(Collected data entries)

....

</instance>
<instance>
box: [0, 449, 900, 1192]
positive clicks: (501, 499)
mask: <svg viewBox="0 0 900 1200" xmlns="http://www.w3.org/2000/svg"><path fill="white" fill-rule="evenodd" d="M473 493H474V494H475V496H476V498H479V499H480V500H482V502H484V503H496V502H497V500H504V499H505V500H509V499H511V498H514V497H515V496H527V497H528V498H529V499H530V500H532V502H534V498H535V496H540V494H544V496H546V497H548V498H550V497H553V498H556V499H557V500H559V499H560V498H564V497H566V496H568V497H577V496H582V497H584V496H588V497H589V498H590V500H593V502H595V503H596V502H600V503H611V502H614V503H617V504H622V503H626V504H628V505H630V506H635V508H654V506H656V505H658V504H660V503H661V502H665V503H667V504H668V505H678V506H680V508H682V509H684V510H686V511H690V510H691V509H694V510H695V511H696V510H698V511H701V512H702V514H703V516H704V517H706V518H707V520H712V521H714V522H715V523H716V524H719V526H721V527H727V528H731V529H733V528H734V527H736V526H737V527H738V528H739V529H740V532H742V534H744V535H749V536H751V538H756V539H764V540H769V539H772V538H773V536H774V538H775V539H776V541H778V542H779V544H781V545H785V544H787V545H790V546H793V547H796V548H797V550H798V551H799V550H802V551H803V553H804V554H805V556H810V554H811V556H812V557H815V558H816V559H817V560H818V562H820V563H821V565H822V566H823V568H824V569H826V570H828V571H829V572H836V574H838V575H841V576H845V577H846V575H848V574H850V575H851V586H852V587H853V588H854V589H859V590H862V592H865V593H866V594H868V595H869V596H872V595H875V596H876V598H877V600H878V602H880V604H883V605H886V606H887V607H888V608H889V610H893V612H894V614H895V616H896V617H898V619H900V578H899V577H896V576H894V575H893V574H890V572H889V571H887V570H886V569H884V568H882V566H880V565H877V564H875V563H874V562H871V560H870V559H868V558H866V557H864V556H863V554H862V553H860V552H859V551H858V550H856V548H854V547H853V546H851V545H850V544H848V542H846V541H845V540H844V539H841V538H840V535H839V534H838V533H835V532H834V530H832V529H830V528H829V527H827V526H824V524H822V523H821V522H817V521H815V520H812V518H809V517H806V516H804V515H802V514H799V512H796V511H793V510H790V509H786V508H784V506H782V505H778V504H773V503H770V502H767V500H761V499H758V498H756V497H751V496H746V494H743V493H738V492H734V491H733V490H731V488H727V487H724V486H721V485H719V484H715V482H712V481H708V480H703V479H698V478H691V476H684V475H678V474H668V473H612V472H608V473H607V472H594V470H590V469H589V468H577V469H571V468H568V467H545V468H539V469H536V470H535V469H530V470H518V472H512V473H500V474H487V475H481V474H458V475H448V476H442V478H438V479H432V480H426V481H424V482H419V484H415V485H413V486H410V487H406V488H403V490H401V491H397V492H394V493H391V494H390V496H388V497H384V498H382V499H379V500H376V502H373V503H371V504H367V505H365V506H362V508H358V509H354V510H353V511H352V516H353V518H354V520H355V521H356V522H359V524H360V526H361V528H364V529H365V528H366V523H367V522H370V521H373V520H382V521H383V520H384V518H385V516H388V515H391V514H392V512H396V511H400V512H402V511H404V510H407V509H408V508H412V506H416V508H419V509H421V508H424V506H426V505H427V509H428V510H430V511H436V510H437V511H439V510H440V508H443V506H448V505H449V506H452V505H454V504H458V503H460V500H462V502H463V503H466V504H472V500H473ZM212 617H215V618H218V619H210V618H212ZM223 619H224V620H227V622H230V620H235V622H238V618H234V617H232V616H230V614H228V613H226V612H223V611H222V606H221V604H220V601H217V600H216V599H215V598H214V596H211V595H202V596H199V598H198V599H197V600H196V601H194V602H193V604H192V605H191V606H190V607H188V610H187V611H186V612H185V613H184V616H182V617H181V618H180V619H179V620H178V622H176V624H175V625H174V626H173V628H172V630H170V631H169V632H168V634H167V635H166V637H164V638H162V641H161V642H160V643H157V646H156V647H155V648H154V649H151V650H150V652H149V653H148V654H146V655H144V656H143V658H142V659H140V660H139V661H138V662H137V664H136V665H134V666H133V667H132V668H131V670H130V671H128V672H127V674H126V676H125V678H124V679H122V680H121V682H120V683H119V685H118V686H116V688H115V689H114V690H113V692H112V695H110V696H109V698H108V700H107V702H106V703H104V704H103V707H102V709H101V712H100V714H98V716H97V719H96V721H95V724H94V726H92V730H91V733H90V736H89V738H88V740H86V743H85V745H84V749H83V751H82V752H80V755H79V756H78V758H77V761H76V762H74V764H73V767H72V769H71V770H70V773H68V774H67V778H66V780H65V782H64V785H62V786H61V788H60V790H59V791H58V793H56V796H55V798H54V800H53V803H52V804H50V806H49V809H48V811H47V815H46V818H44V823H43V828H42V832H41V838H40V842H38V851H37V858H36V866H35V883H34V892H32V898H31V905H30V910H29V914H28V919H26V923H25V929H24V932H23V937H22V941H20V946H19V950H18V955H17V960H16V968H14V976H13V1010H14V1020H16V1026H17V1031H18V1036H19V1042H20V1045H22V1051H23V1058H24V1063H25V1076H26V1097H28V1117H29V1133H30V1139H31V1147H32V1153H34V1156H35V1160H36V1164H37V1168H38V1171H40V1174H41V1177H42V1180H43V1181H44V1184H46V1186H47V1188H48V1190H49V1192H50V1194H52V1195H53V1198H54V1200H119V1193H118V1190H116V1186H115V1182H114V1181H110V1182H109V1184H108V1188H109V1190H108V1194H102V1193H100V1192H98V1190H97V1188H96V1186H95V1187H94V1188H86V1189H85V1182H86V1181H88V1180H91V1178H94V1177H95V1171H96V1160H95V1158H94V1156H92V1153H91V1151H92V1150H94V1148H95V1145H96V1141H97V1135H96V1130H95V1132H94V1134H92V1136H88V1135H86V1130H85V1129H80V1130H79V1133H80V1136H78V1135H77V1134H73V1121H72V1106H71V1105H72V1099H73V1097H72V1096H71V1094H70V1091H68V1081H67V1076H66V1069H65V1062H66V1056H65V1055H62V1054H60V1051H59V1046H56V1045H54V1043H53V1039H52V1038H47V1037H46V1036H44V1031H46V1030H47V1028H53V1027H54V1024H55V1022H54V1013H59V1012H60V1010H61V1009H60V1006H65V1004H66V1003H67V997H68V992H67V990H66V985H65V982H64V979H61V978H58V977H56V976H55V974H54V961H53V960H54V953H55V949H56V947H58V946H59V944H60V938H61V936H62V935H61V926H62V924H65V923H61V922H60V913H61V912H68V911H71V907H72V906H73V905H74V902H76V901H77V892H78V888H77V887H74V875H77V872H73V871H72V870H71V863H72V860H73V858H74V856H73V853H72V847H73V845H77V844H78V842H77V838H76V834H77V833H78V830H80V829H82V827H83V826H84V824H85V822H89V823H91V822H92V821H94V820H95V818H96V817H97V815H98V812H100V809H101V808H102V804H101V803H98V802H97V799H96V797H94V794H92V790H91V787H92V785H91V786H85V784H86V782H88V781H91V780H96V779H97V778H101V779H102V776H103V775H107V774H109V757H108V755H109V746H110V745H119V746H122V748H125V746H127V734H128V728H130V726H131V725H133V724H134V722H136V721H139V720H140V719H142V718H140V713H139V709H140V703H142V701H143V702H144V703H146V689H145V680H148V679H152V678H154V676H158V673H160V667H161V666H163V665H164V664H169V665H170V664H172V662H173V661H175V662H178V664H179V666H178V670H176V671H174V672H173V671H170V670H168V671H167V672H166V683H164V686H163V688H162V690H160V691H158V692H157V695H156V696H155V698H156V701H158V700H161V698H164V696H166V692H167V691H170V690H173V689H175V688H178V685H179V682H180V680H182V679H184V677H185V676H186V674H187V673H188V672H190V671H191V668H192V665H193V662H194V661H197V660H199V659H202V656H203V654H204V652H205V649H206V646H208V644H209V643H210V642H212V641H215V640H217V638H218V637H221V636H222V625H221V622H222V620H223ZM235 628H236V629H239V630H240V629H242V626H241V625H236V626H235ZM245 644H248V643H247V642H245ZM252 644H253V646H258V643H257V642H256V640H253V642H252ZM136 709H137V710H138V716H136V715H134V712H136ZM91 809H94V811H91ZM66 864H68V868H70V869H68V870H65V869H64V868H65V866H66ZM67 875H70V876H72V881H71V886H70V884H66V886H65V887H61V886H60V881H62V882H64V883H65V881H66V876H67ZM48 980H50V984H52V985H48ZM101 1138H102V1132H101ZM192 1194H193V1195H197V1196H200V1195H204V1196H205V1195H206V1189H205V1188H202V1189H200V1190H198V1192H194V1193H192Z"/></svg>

....

Render the material as a Markdown table with columns named Row and Line, starting with the first line and going on through the line that contains "positive clicks: (501, 499)", both included. Leave out any blank lines.

WRITTEN SOLUTION
| Row | Line |
|---|---|
| 1 | </instance> |
| 2 | <instance> |
| 3 | box: [0, 449, 900, 1192] |
| 4 | positive clicks: (501, 499) |